Nur wenige Tage nach der Überschwemmung legte Mazón die Notfallkoordinierungsstelle 8 Stunden lang lahm, um sich von seinen politischen Beratern briefen zu lassen, wie er sich vor der Öffentlichkeit präsentieren sollte.
Auffällig ist, dass sich der Polizeischutz von Mazón nicht nur in Schweigen hüllt, sondern zufällig auch noch die höchsten polizeilichen Auszeichnungen bekommt. Bis heute hat niemand Verantwortung für den Umgang mit den Überschwemmungen übernommen.
Ein Kampf mit langem Atem
Jeden Monat gehen die Menschen in Valencia zu zehntausenden auf die Straße, um für Gerechtigkeit für die Opfer, das Recht auf Wohnraum und den Rücktritt von Carlos Mazón zu demonstrieren. Auch die voranschreitende Privatisierung, die mit sozialen Kürzungen einhergeht, ist Thema der Demonstrationen.

================================

* _Aufgabe 1_
Wie lange legte Mazón laut dem Text über die Überschwemmung in Valencia die Notfallkoordinierungsstelle lahm?
* _Aufgabe 2_
Bitte schreib aus dem Text über die Überschwemmung in Valencia den Abschnitt ab, der bei „Nur wenige Tage“ beginnt und bei „den Überschwemmungen übernommen.“ endet.

* _Rohdaten_
================================

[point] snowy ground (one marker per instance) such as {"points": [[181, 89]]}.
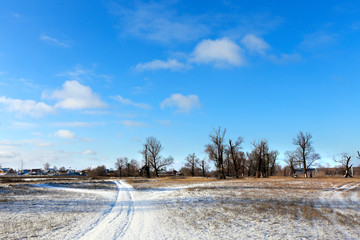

================================

* _Schriftliche Antwort 1_
8 Stunden lang.

* _Schriftliche Antwort 2_
Nur wenige Tage nach der Überschwemmung legte Mazón die Notfallkoordinierungsstelle 8 Stunden lang lahm, um sich von seinen politischen Beratern briefen zu lassen, wie er sich vor der Öffentlichkeit präsentieren sollte.
Auffällig ist, dass sich der Polizeischutz von Mazón nicht nur in Schweigen hüllt, sondern zufällig auch noch die höchsten polizeilichen Auszeichnungen bekommt. Bis heute hat niemand Verantwortung für den Umgang mit den Überschwemmungen übernommen.